## What you need to do
Leaving the pictures aside, reproduce the data in full and word for word.

Dataset entries
Start of Block
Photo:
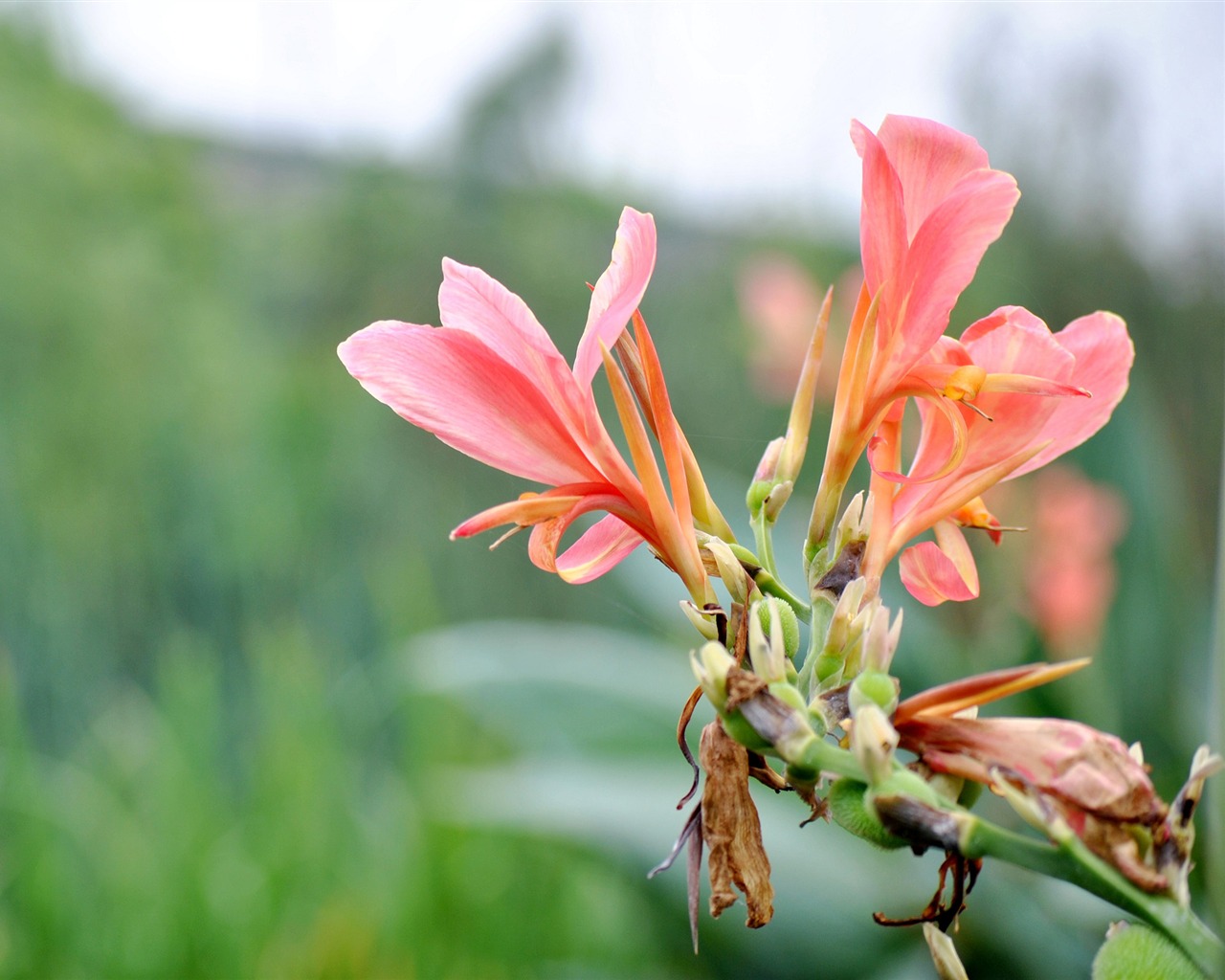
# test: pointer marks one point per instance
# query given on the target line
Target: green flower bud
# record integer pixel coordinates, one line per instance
(850, 812)
(788, 622)
(873, 687)
(711, 666)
End of Block
## Response box
Photo:
# test: pointer marks one point per instance
# query given on the target line
Target: green flower bud
# record integer pixel coordinates, one line per instance
(850, 812)
(788, 622)
(873, 687)
(711, 666)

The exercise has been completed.